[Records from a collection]
* * * * *
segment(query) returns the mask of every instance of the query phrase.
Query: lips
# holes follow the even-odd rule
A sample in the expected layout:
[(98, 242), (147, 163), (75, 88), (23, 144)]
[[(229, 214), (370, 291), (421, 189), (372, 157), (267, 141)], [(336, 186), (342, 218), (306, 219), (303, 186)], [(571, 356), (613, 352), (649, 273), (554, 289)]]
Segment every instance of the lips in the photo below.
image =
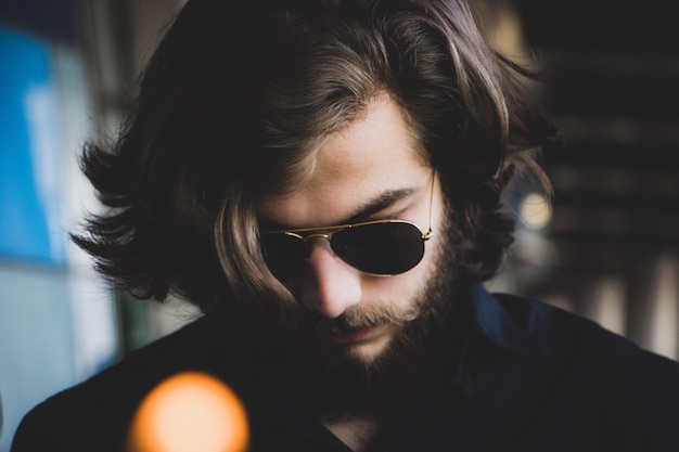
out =
[(333, 345), (350, 345), (355, 343), (370, 340), (375, 336), (375, 334), (376, 332), (374, 327), (363, 327), (349, 331), (333, 331), (330, 335), (326, 336), (326, 338), (328, 341)]

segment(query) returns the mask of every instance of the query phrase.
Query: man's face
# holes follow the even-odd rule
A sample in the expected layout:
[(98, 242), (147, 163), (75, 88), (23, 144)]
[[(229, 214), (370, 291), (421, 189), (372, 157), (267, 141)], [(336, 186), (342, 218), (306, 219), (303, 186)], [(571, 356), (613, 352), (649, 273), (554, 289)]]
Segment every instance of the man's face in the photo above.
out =
[(393, 276), (363, 273), (335, 256), (326, 238), (309, 240), (308, 264), (284, 284), (308, 313), (307, 345), (321, 356), (370, 367), (430, 301), (447, 241), (445, 209), (438, 179), (417, 150), (400, 107), (376, 98), (324, 142), (307, 182), (260, 203), (259, 216), (280, 229), (403, 219), (434, 232), (422, 261)]

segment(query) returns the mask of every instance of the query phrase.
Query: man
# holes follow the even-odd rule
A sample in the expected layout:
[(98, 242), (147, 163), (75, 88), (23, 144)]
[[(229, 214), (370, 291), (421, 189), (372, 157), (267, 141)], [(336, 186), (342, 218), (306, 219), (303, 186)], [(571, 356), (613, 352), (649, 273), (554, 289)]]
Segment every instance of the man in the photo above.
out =
[[(190, 0), (76, 242), (120, 289), (204, 315), (37, 406), (13, 452), (120, 451), (188, 370), (252, 451), (679, 450), (679, 364), (490, 295), (502, 195), (558, 145), (461, 0)], [(200, 413), (196, 413), (200, 415)]]

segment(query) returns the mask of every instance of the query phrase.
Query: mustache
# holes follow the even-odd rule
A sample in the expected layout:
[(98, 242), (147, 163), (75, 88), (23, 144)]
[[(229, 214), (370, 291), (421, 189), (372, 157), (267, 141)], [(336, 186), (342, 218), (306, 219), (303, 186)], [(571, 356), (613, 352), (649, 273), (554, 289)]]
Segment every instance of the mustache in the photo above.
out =
[(419, 306), (398, 307), (392, 304), (372, 307), (355, 306), (335, 319), (306, 317), (303, 319), (305, 330), (319, 336), (370, 328), (380, 325), (402, 325), (417, 319)]

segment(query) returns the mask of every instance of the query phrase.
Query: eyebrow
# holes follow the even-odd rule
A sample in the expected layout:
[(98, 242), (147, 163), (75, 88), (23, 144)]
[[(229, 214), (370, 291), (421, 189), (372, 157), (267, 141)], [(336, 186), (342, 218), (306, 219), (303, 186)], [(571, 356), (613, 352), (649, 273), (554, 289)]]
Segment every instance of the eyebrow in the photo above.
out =
[[(323, 227), (318, 227), (318, 229), (323, 229), (332, 225), (343, 225), (350, 223), (358, 223), (360, 221), (366, 221), (368, 218), (382, 211), (397, 202), (407, 198), (408, 196), (415, 193), (415, 189), (397, 189), (397, 190), (387, 190), (385, 192), (380, 193), (372, 199), (369, 199), (363, 205), (359, 206), (354, 212), (351, 212), (348, 217), (344, 218), (340, 222), (335, 224), (329, 224)], [(284, 225), (278, 223), (276, 221), (267, 220), (266, 218), (259, 219), (260, 228), (265, 231), (294, 231), (299, 228), (290, 228), (289, 225)], [(316, 227), (312, 227), (316, 229)], [(306, 228), (304, 228), (306, 229)]]
[(401, 201), (415, 192), (414, 189), (388, 190), (379, 196), (368, 201), (368, 203), (358, 207), (354, 214), (342, 220), (338, 224), (349, 224), (364, 221), (372, 215), (390, 207), (396, 202)]

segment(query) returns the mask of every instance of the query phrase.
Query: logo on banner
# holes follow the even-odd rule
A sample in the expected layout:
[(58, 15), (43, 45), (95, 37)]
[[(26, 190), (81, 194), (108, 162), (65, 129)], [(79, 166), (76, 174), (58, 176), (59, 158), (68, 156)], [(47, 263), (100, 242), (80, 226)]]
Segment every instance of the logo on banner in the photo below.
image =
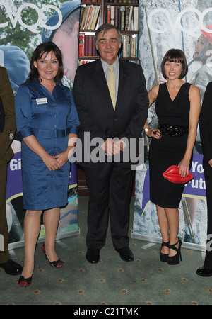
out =
[[(160, 8), (153, 10), (149, 13), (147, 23), (151, 31), (155, 33), (164, 33), (170, 30), (171, 30), (174, 33), (176, 32), (177, 29), (179, 29), (181, 31), (190, 35), (196, 36), (195, 33), (199, 31), (200, 30), (204, 30), (205, 32), (207, 32), (208, 33), (211, 33), (211, 30), (207, 29), (204, 25), (204, 17), (206, 14), (211, 11), (212, 8), (208, 8), (201, 13), (195, 8), (187, 8), (183, 9), (179, 14), (177, 14), (177, 18), (175, 20), (172, 17), (171, 17), (170, 13), (167, 9)], [(192, 27), (192, 28), (190, 29), (185, 28), (182, 24), (182, 18), (183, 16), (187, 13), (194, 14), (194, 16), (197, 16), (198, 17), (196, 18), (195, 27)], [(155, 28), (153, 26), (154, 25), (155, 25), (155, 21), (158, 21), (158, 19), (156, 19), (156, 16), (159, 16), (159, 18), (160, 17), (162, 17), (163, 21), (164, 19), (164, 21), (167, 21), (167, 25), (165, 28), (162, 27), (161, 28)], [(157, 28), (161, 25), (163, 25), (163, 23), (159, 23), (158, 22), (157, 22)]]
[(0, 234), (0, 252), (4, 252), (4, 238), (3, 235)]
[[(12, 23), (12, 26), (13, 28), (16, 28), (16, 26), (17, 24), (17, 22), (20, 24), (23, 28), (30, 30), (30, 31), (33, 32), (33, 33), (40, 33), (40, 30), (37, 30), (37, 27), (40, 28), (45, 28), (45, 29), (47, 29), (49, 30), (49, 32), (52, 32), (50, 30), (57, 29), (60, 25), (62, 23), (62, 14), (61, 13), (61, 11), (55, 6), (47, 4), (43, 6), (41, 9), (38, 8), (37, 6), (36, 6), (34, 4), (23, 4), (18, 9), (18, 11), (16, 13), (15, 13), (15, 16), (13, 16), (11, 13), (11, 6), (9, 6), (8, 3), (5, 3), (5, 0), (2, 1), (0, 0), (0, 6), (3, 6), (5, 8), (6, 15), (8, 16), (8, 18)], [(31, 8), (33, 10), (35, 10), (37, 15), (37, 21), (35, 23), (28, 26), (28, 24), (25, 24), (21, 18), (21, 13), (22, 11), (25, 9), (26, 8)], [(55, 26), (47, 26), (45, 24), (45, 22), (43, 21), (43, 18), (45, 16), (44, 13), (45, 11), (48, 9), (53, 9), (56, 11), (58, 13), (59, 19), (58, 22)], [(5, 28), (7, 27), (8, 24), (8, 22), (4, 22), (4, 23), (0, 23), (0, 28)]]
* * * * *
= SHORT PROBLEM =
Copy all the lines above word for word, leaving out the pictures.

= TASK ANSWER =
segment(query) returns the mask of every instance of the query phrase.
Query: lips
# holes follow the even-odd rule
A sample in the expected layout:
[(98, 242), (147, 163), (75, 88), (23, 144)]
[[(229, 214), (370, 291), (421, 189), (372, 157), (267, 141)], [(336, 186), (342, 218), (306, 219), (303, 186)], [(571, 356), (613, 352), (649, 273), (554, 289)]]
Segment every instance of the lips in the photo below.
image =
out =
[(333, 345), (350, 345), (355, 343), (370, 340), (375, 336), (375, 334), (376, 332), (374, 327), (363, 327), (349, 331), (333, 331), (330, 335), (326, 336), (326, 338), (328, 341)]

segment(query) returns the mask of every instance of the query phrase.
Query: man's face
# holes follow the even-odd rule
A sample in the expected layout:
[(98, 242), (147, 163), (75, 88), (23, 144)]
[[(229, 214), (370, 291), (421, 189), (372, 157), (267, 141)], [(336, 186), (342, 218), (306, 219), (303, 186)], [(571, 356), (613, 352), (649, 273), (554, 289)]]
Segment every instance of the man's face in the photo above.
out =
[(393, 276), (363, 273), (335, 256), (326, 238), (309, 240), (308, 264), (284, 284), (308, 313), (307, 345), (321, 356), (370, 367), (430, 301), (447, 241), (445, 209), (438, 179), (417, 150), (400, 107), (376, 98), (324, 142), (307, 182), (260, 203), (259, 216), (280, 229), (403, 219), (434, 232), (422, 261)]

segment(query) returns the mask of every instance of the query phrase.
Query: man
# holes follow the even-odd rule
A sample in the expected layout:
[(98, 242), (147, 163), (75, 88), (23, 144)]
[[(229, 214), (370, 291), (421, 189), (372, 157), (267, 141)], [(336, 186), (342, 218), (306, 219), (303, 186)], [(571, 356), (613, 352), (649, 273), (554, 289)]]
Segment every instance of the man in the photo above.
out =
[[(190, 0), (76, 242), (120, 289), (204, 315), (37, 406), (13, 452), (120, 451), (188, 370), (252, 451), (679, 450), (679, 364), (490, 295), (502, 195), (558, 145), (461, 0)], [(200, 413), (196, 413), (200, 415)]]

segment(query) returns the mask of every instance of the query phrase.
Query: mustache
# holes follow the even-odd rule
A sample in the expected layout:
[(98, 242), (147, 163), (75, 88), (23, 144)]
[[(229, 214), (370, 291), (421, 189), (372, 157), (267, 141)], [(336, 186), (342, 218), (306, 219), (303, 186)], [(571, 356), (613, 352), (649, 273), (554, 289)]]
Segment every instance of the mustache in the photo above.
out =
[(419, 306), (398, 307), (392, 304), (372, 307), (355, 306), (335, 319), (306, 317), (303, 319), (305, 330), (319, 336), (370, 328), (380, 325), (402, 325), (417, 319)]

segment(query) returns the mask of every instance of the query phrase.
Query: eyebrow
# holes follow the even-odd rule
A sample in the expected layout:
[(98, 242), (147, 163), (75, 88), (23, 144)]
[[(229, 214), (370, 291), (421, 189), (372, 157), (267, 141)], [(336, 186), (342, 218), (306, 219), (303, 186)], [(571, 356), (613, 352), (649, 273), (554, 289)]]
Segment every instance of the eyebrow in the photo above.
out =
[[(323, 227), (318, 227), (318, 229), (323, 229), (332, 225), (343, 225), (350, 223), (358, 223), (360, 221), (366, 221), (368, 218), (382, 211), (397, 202), (407, 198), (408, 196), (415, 193), (415, 189), (397, 189), (397, 190), (387, 190), (385, 192), (380, 193), (372, 199), (369, 199), (363, 205), (359, 206), (354, 212), (351, 212), (348, 217), (344, 218), (340, 222), (335, 224), (329, 224)], [(284, 225), (278, 223), (276, 221), (267, 220), (266, 218), (259, 219), (260, 228), (265, 231), (294, 231), (299, 228), (290, 228), (289, 225)], [(316, 227), (312, 227), (316, 229)], [(306, 228), (304, 228), (306, 229)]]
[(401, 201), (415, 192), (414, 189), (388, 190), (379, 196), (368, 201), (368, 203), (358, 207), (354, 214), (342, 220), (338, 224), (349, 224), (364, 221), (372, 215), (390, 207), (396, 202)]

segment(query) returns the mask of every instance of the query phrase.
Query: logo on banner
# holes follow the even-odd rule
A sample in the expected layout:
[(58, 15), (43, 45), (95, 37)]
[[(26, 190), (81, 194), (108, 162), (65, 129)], [(79, 166), (76, 174), (58, 176), (59, 158), (68, 156)], [(47, 263), (100, 242), (80, 226)]]
Segment every instance of the logo on banner in the photo below.
image =
out =
[[(160, 8), (153, 10), (149, 13), (147, 23), (151, 31), (155, 33), (164, 33), (170, 30), (171, 30), (174, 33), (176, 32), (177, 29), (179, 29), (181, 31), (190, 35), (196, 36), (195, 33), (199, 31), (200, 30), (204, 30), (205, 32), (207, 32), (208, 33), (211, 33), (211, 30), (207, 29), (204, 25), (204, 17), (206, 14), (211, 11), (212, 8), (208, 8), (201, 13), (195, 8), (187, 8), (183, 9), (179, 14), (177, 14), (177, 18), (175, 20), (172, 17), (171, 17), (170, 13), (167, 9)], [(192, 27), (192, 28), (190, 29), (185, 28), (182, 24), (182, 18), (183, 16), (187, 13), (194, 14), (194, 16), (197, 16), (198, 17), (196, 18), (195, 27)], [(155, 28), (153, 26), (154, 25), (155, 25), (155, 21), (158, 21), (158, 19), (156, 19), (156, 16), (159, 16), (159, 18), (160, 17), (162, 17), (163, 21), (164, 19), (164, 21), (167, 21), (167, 25), (165, 28), (162, 27), (161, 28)], [(157, 28), (161, 25), (163, 25), (163, 23), (159, 23), (158, 22), (157, 22)]]
[(0, 234), (0, 252), (4, 252), (4, 238), (3, 235)]
[[(12, 23), (12, 26), (13, 28), (16, 28), (16, 26), (17, 24), (17, 22), (20, 24), (23, 28), (30, 30), (30, 31), (33, 32), (33, 33), (40, 33), (40, 30), (37, 30), (37, 27), (40, 28), (45, 28), (45, 29), (47, 29), (49, 30), (49, 32), (52, 32), (50, 30), (57, 29), (60, 25), (62, 23), (62, 14), (61, 13), (61, 11), (55, 6), (47, 4), (43, 6), (41, 9), (38, 8), (37, 6), (36, 6), (34, 4), (23, 4), (18, 9), (18, 11), (16, 13), (15, 13), (15, 16), (13, 16), (11, 13), (11, 6), (9, 6), (8, 3), (5, 3), (5, 0), (2, 1), (0, 0), (0, 6), (3, 6), (5, 8), (6, 15), (8, 16), (8, 18)], [(31, 8), (33, 10), (35, 10), (37, 15), (37, 21), (35, 23), (28, 26), (28, 24), (25, 24), (21, 18), (21, 13), (22, 11), (25, 9), (26, 8)], [(55, 26), (47, 26), (45, 24), (45, 22), (43, 21), (43, 18), (45, 16), (44, 13), (45, 11), (48, 9), (53, 9), (56, 11), (58, 13), (59, 19), (58, 22)], [(5, 28), (7, 27), (8, 24), (8, 22), (4, 22), (4, 23), (0, 23), (0, 28)]]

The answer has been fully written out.